[Point labeling dataset excerpts]
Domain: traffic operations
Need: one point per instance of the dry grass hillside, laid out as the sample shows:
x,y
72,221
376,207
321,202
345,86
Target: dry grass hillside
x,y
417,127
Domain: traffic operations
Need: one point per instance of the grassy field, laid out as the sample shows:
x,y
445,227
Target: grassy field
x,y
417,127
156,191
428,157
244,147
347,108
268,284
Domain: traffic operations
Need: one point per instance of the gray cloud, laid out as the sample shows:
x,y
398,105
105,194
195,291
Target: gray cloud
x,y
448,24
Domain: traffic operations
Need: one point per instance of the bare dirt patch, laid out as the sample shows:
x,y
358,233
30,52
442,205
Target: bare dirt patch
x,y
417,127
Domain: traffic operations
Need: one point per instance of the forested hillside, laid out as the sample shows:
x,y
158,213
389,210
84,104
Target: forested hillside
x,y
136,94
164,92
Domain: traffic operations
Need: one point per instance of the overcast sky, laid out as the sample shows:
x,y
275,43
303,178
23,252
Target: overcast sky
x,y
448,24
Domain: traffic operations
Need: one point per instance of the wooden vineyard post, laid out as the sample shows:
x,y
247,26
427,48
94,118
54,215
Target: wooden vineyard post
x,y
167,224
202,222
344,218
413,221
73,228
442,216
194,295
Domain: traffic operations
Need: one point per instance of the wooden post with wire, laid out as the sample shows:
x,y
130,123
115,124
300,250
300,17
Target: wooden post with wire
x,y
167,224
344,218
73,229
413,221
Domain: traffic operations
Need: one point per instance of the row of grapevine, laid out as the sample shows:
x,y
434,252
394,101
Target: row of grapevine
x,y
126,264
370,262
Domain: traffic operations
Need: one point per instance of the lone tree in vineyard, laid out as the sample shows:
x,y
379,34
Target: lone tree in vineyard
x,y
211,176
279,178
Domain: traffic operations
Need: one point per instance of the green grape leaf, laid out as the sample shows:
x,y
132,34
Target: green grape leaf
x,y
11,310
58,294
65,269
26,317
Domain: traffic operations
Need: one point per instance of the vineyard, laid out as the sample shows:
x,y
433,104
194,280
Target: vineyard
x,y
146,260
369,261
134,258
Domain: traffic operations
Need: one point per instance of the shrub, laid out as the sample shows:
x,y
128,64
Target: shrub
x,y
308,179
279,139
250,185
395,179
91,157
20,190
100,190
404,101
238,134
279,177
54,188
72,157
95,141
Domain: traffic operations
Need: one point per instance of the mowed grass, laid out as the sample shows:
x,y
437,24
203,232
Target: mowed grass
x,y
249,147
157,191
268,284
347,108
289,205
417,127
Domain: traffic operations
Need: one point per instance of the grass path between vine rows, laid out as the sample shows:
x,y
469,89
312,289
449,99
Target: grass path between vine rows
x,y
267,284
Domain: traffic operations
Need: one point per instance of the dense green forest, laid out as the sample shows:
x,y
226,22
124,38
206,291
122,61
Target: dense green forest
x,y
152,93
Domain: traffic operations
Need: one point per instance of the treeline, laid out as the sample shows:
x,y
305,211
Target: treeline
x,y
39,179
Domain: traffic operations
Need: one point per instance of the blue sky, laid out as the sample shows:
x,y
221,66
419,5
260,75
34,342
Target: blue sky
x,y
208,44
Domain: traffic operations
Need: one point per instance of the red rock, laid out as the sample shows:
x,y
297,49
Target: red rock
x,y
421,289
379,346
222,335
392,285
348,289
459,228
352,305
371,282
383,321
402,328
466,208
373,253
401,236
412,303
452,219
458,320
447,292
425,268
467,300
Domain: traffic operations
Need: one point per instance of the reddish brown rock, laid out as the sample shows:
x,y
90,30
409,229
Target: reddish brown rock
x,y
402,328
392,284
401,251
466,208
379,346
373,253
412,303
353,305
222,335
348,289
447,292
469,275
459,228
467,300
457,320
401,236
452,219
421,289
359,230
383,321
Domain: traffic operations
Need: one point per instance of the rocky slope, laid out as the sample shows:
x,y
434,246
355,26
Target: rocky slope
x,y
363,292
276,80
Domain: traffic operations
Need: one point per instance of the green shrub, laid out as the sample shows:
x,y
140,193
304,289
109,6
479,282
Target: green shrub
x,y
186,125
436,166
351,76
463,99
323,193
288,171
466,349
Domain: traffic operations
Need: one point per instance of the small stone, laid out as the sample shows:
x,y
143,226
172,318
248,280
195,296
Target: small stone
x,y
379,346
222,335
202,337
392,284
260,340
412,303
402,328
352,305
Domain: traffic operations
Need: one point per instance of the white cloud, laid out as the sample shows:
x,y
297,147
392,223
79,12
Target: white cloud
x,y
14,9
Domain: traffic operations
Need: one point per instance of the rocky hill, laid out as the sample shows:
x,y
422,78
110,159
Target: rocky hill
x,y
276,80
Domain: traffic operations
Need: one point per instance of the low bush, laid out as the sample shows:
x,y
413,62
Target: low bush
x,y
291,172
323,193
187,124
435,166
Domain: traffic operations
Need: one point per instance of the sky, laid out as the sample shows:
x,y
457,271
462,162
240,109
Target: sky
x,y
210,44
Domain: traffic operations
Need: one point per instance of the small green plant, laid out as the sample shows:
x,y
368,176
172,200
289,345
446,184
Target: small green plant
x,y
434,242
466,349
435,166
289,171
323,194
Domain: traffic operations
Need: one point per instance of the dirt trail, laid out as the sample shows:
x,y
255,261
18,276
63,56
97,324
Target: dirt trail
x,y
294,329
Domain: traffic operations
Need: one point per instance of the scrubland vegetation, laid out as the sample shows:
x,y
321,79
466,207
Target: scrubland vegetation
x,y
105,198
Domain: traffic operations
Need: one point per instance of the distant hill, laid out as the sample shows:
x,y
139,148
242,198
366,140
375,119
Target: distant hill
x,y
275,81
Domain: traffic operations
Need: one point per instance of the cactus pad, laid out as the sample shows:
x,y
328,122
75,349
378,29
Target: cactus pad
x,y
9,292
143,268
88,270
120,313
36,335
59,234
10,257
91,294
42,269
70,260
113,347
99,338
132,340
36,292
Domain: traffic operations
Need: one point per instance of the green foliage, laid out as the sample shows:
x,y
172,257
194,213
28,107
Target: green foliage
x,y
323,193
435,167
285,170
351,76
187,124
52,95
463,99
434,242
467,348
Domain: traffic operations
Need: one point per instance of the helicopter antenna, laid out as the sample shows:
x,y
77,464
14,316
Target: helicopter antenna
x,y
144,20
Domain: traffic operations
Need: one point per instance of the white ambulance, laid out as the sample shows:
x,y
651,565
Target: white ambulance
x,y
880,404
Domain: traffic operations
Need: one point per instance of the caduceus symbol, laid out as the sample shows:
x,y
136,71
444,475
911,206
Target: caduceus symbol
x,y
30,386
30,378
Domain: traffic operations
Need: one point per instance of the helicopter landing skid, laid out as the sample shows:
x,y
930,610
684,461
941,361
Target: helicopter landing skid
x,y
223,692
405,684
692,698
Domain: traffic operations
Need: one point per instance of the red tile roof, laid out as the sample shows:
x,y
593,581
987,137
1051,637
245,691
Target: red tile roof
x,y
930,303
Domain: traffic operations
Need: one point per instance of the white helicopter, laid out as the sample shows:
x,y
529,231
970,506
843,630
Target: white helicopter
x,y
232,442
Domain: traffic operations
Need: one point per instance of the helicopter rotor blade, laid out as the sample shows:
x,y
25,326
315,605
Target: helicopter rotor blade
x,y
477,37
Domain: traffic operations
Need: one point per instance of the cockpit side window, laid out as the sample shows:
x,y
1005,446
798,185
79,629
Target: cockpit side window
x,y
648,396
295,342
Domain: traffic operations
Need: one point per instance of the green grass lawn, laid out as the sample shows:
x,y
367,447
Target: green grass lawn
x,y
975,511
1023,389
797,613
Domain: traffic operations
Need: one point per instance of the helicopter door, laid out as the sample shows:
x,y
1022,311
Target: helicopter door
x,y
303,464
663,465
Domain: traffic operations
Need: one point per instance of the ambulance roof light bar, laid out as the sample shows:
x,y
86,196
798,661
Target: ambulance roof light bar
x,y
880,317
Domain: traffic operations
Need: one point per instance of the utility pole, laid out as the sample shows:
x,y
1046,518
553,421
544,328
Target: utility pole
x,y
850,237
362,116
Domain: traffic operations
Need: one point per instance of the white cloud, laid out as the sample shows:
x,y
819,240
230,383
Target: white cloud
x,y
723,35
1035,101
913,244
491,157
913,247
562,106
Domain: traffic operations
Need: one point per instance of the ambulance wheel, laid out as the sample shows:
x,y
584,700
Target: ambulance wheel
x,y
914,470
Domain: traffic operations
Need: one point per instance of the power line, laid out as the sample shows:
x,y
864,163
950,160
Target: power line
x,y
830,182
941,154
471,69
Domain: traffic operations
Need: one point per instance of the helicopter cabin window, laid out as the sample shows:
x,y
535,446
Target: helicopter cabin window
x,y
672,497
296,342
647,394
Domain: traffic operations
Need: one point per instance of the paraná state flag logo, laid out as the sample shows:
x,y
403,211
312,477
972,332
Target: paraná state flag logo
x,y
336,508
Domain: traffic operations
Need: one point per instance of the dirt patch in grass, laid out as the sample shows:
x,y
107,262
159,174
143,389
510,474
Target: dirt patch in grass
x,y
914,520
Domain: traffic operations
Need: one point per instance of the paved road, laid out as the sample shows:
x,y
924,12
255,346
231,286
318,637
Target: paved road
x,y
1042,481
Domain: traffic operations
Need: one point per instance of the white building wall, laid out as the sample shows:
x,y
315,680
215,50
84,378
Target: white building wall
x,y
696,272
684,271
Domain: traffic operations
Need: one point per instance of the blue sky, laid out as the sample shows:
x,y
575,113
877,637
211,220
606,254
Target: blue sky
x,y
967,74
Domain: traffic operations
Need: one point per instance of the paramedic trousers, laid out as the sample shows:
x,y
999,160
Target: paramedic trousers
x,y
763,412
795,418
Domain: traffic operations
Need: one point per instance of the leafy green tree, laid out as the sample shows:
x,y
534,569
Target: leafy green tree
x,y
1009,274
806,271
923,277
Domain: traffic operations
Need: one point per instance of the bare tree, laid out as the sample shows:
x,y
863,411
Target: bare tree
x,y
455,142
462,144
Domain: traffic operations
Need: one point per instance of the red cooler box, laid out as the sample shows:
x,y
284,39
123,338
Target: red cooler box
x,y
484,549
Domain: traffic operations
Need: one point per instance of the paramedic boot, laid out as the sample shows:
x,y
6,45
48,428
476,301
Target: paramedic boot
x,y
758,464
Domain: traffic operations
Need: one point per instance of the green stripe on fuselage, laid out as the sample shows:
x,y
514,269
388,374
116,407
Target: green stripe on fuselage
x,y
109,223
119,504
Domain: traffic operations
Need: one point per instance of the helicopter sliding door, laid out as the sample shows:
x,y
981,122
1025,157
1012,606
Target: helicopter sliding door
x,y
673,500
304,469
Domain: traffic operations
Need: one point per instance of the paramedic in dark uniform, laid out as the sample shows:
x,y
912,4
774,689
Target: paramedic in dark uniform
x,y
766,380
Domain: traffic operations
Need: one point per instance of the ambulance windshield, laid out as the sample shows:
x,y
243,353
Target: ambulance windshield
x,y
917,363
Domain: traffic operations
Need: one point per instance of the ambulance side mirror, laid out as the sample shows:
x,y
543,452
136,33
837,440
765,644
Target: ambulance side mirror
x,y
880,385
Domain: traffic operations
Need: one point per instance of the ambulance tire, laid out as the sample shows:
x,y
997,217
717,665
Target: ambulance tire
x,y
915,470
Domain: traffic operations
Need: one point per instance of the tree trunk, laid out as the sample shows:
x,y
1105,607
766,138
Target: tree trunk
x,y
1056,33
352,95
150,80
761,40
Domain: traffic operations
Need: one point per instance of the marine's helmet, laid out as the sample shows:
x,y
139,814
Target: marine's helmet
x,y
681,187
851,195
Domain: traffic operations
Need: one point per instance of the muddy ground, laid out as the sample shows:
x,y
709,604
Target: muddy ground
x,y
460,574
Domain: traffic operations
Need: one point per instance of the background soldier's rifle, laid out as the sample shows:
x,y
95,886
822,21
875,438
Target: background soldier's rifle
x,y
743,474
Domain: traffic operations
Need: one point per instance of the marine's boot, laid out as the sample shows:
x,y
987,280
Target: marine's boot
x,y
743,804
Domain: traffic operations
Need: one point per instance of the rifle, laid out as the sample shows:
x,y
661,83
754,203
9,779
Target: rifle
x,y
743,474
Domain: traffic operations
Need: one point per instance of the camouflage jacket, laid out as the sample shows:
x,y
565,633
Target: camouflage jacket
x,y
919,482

## Exercise instructions
Which lines in the items above contain the string "treeline"? Select each of those lines and copy it out.

## Expected output
Need: one point per instance of the treeline, laid out as the sample shows:
Target: treeline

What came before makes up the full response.